== Verilen metin ==

Aslında sezonun açılış maçında, Raptors 600 gün sonra evine döndüğü Washington Wizards maçında da salondaydım. 4 yıldır yerinde takip ettiğim Raptors’ı yine TrendBasket için takip etmeye gittim.

Bu açılış maçlarının heyecanını bir kenara bırakırsak, Raptors’da en göze batan oyunculardan biri çaylak Scottie Barnes’dı.

Draft öncesi herkes takımın ihtiyaçları da doğrultusunda doğal skorer gibi gözüken Jalen Suggs’ın seçilmesini beklerken Masai Ujiri tercihini forvet Barnes ile kullandı.

Göreve geldiğinden beri 3 doğru, 1 yanlış hamle yapa yapa ilerleyen Masai’nin bu hamlesi biraz soru işareti uyandırmıştı ancak Barnes, performansı ile bunların hepsini sildi.

 

Göz testi denen şeyi benim için ligin açılış maçında 1 pozisyonda geçmişti zaten.

Herkesin olduğundan biraz daha fazla abarttığı hissine kapıldığım OG Anunoby aksine topla çok rahat, ne yaptığını ve yapacağını çok iyi biliyor Barnes.

Eksikleri yok mu? Tabii ki var. Mesela sezon başında bir Pacers maçında hücumda Sabonis ile bire bir kaldı, yanından basıp geçmek istedi ama geçemedi, saçma bi top gönderdi potaya.

Artıları neler? Çok fazla var.

Bence en önemlisi, ligin üst düzey hücum yaratıcılarından biri olma potansiyeli.

Bir Kevin Durant, Lebron ya da Anthony Davis olmasını bekleyemeyiz. Zaten bu tarz oyuncular 13 yaşından itibaren tüm dünyanın dikkatini üstüne çeken ve ona göre küçüklükten yetişen nadide parçalar. Ama onların bir alt seviyesinde ki Kawhi,Bradley Beal, Jimmy Butler ya da DeRozan hücum gücüne sahip olabilir. Tepede hand off için adamını beklerken rakibin açısına göre basıp gitmeler, tam sahada hem koşan kanat, hem top dağıtan olabilmesi, yarı sahada birebir oynayabilmesi gibi bu yaşına göre çok güçlü yönleri var.

Liderliğe yatkınlığı ve soyunma odasına getirdiği neşeli hava diğer artılar.

Çok güçlü olduğu bir başka yön olan savunmada ise şu an Nick Nurse adlı problemi yaşıyor.

Sezona çok kötü başlangıçtan sonra rotasyonun çürük parçalarını kesen hocaların hocası Nurse hocam, Gary Trent JR’ın bir röportajda söylediğine göre yıldız oyunculardan hem savunma hem hücumda ellerinden gelenin en iyisini istemiş.

===
== Girdi kayıtları ==

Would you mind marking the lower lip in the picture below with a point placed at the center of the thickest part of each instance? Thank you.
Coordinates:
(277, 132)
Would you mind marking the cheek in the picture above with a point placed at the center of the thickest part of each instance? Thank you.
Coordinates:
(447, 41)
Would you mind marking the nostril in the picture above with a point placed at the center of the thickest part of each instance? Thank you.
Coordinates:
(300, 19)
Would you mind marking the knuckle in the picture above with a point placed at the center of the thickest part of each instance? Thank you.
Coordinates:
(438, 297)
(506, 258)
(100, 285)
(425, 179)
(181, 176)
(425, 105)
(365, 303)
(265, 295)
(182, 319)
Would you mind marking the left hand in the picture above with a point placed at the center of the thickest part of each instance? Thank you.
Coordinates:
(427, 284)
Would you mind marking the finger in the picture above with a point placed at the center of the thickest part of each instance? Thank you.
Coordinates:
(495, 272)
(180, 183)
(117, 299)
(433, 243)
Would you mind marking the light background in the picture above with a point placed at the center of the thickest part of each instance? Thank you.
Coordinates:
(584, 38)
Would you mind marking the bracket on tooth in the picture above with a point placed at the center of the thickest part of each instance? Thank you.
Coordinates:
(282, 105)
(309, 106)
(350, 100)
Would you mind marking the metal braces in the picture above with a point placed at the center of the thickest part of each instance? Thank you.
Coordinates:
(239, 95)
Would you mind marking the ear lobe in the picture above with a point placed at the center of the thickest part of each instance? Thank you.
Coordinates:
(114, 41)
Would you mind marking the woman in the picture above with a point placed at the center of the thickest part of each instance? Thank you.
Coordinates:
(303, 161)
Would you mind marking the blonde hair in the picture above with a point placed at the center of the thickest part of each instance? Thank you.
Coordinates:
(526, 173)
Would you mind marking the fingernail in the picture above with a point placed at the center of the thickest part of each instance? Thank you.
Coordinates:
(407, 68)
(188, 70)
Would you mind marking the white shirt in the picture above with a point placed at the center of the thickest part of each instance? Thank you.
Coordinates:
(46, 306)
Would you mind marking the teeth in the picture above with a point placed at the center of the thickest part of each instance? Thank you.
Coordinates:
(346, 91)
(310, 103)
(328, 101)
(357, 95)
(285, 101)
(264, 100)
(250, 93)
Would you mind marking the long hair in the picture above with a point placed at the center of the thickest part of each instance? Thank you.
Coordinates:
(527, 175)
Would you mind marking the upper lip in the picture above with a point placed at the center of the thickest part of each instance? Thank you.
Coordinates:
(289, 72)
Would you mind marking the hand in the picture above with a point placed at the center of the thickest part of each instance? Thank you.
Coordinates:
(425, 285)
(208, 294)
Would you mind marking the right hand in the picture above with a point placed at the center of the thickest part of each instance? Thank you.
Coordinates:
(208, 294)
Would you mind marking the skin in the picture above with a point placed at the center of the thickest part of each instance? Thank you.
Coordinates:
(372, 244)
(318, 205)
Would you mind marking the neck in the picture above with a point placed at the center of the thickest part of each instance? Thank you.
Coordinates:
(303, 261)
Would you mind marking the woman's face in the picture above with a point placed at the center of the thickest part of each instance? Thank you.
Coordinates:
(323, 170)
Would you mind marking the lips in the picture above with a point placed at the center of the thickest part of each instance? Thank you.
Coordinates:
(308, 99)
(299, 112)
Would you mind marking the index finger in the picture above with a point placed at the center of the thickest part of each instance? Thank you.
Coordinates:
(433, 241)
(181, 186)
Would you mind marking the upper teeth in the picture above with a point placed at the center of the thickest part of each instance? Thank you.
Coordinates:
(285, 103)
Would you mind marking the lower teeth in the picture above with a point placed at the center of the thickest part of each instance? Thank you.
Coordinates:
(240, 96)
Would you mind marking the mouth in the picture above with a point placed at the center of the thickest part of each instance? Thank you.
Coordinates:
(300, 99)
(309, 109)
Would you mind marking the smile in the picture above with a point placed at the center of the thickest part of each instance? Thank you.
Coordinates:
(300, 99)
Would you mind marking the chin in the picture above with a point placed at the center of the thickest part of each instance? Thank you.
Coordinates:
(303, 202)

===

## Görev listesi:
(1) Scottie Barnes hakkındaki yazıdan "Aslında sezonun açılış" ile "takip etmeye gittim." arasındaki bölümü, iki uç da dahil olmak üzere aynen yazın.
(2) Kayıtlarda "upper" kelimesini içeren satırları bulun ve her birini eksiksiz aktarın.

## Çözümler aşağıda:
(1)
Aslında sezonun açılış maçında, Raptors 600 gün sonra evine döndüğü Washington Wizards maçında da salondaydım. 4 yıldır yerinde takip ettiğim Raptors’ı yine TrendBasket için takip etmeye gittim.

(2)
Would you mind marking the upper lip in the picture above with a point placed at the center of the thickest part of each instance? Thank you.
Would you mind marking the upper teeth in the picture above with a point placed at the center of the thickest part of each instance? Thank you.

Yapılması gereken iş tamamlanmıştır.